======== Document excerpt ========

This would also allow you to extract out the subs without having to OCR them/get characters. Could just erase all static artifacts (including subs but also things like watermarks).




An approach I really want to try is taking a stream of the video without subs (can easily be found online) and subtracting the two. You'd have to deal with differences in resolution and compression between the two, and also handle cases where the background is either white or black, but in theory it should work very well. I haven't had time to dig into this.


Seems like you could get gstreamer and some subtractive elements working pretty quick...


Legitimate question: why would you want the first video (hardcoded subs) if you have a second stream without them, better resolution maybe?

======== Supplied data ========

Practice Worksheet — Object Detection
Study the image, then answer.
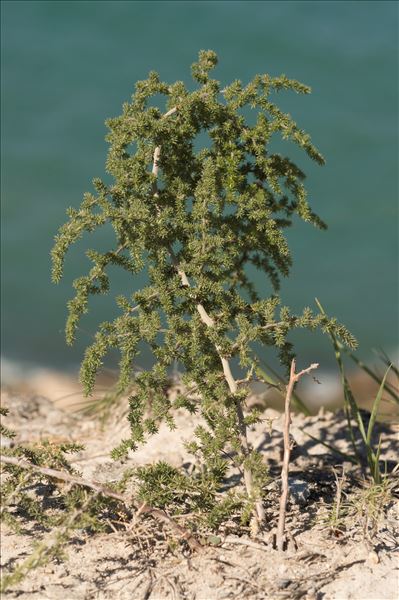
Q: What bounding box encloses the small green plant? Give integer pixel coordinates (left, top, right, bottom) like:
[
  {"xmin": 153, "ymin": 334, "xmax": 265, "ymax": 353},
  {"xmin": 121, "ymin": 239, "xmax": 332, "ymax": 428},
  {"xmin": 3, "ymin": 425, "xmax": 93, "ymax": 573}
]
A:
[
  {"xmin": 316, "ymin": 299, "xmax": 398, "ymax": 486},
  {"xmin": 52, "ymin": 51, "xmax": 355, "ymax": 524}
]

========

> [Goals]
1. In the subtitle-removal discussion, list each issue the writer says would need to be dealt with when subtracting the stream without subs from the other video.
2. Write the next part of the subtitle-removal discussion, picking up after its last comment.
The collected data has no connection to the subtitle-removal discussion.

> [Task-by-task outputs]
1.
- Differences in resolution between the two
- Differences in compression between the two
- Cases where the background is either white or black

2.
In order to have access to vocabulary words. From the article: > I wanted to get a transcript of the episode’s dialog so I could study the unfamiliar vocabulary. Unfortunately, the video files I have only have hard subtitles


Makes sense, thanks. I went straight to the technical details and missed that part.


This has to be worth a try.


This only works if the camera isn't fixed, though. In the frame from the post it might erase the dashboard, the car roof, and so on.


Just define a small area of the screen to run on then. Subtitles are typically within a very small portion of the screen


Nope, every channel of CCTV seems to have its own subtitle convention.


Which is irrelevant to stripping subs from one movie at a time.